WHAT THE TASK ASKS. Extend the caregiver advice on setting and negotiating childcare rates, picking up right after its final quote.

DOCUMENT SECTION.
===============

Bridgette K. | Flower Mound, TX

“Know how many kids you can handle. This will affect what you charge. Remember, this is a job, yes. But, do not overcharge just because you can. Be fair in your pricing.”
Caitlin B. | Chesapeake, VA

“Your rate is based on your knowledge, experience, and the certifications you have. Depending on the state, the market rate can be higher or lower. But for a professional negotiating good rates, you need to convince the family about your competence. Also, the references you give are very important.”
Elce M. | Miami, FL

“Your time, knowledge, and skills are worth a lot! Caring for people’s children is an incredibly important and challenging job. Talking about money is HARD, but trust me, you are valuable and worth so much to these families. Decide what you want to make, and make sure you stick to it. This is particularly important if your family is asking for housekeeping/laundry/meal prep/errands. You will find the right family willing to pay you what you deserve. Often, I will even begin by asking for a higher rate than I’m ultimately willing to take. So if I need to be making 20 dollars as a minimum, I will go into negotiations asking for 23. It’s a win either way, because if they are willing to pay 23, then you get more, if they want to negotiate down, you’ll likely still get your asking rate. Remember, you’re worth it, don’t settle for less for a job that is so critical!”

===============

RECORD SET.
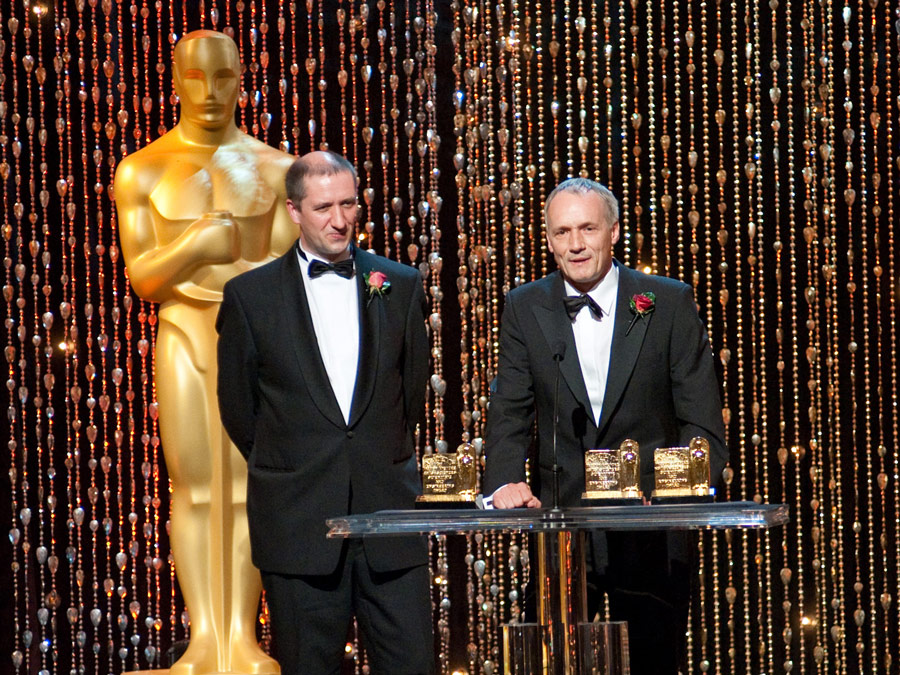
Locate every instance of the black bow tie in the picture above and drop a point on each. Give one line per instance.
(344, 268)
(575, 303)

===============

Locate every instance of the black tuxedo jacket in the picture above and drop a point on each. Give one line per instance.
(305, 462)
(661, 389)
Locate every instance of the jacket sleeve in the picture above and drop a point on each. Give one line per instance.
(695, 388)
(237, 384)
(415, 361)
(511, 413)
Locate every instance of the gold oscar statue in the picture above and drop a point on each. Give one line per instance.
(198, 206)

===============

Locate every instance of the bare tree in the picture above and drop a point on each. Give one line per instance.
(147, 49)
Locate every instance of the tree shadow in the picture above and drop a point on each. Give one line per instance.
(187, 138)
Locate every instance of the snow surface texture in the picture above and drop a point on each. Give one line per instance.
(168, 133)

===============

RESPONSE.
Hannah B. | Austin, TX

“Think to yourself what you would feel would be a fair rate if you were the parent. Take into consideration the cost it takes for you to run your business and how much you need to keep yourself afloat financially but remember that parents have to answer those same questions. Don’t try to take advantage of parents. If they feel like your rate is too high, tell them how you need to make so much but can lower it to “X” if it would help them while still providing for you.”
Holly B. | Appleton, WI

“Know your worth but go in with an open mind to being flexible, especially when just starting out. Make sure to take into account the rate but also other benefits that might be offered along with it.”
Jamie M. | Weymouth, MA

“Be honest with yourself about what you need and the value of your experience, education, and what you bring. Give a range of what you are looking for. Make sure the rate is within the range for the area you are in and keeping with your qualifications. It’s best to state your needed rate without apology. You are professional. If they see you believe this about yourself, they will too. If they do not have the ability to pay your rate, ask yourself if you would begrudge a lower rate. If the answer is yes, then move on, even if you love the family. Someone else can better help them because you can’t afford resentment.”
Jenna S. | Santa Cruz, CA

“Know your value. Understand your strengths and what you have to offer. Once you own what you have to offer don’t be afraid to ask for what you want.”
JT C. | Surprise, AZ

“Never feel bad that you want to be paid what you deserve! Always speak up! Be respectful but still have a common understanding that this is your job/life.”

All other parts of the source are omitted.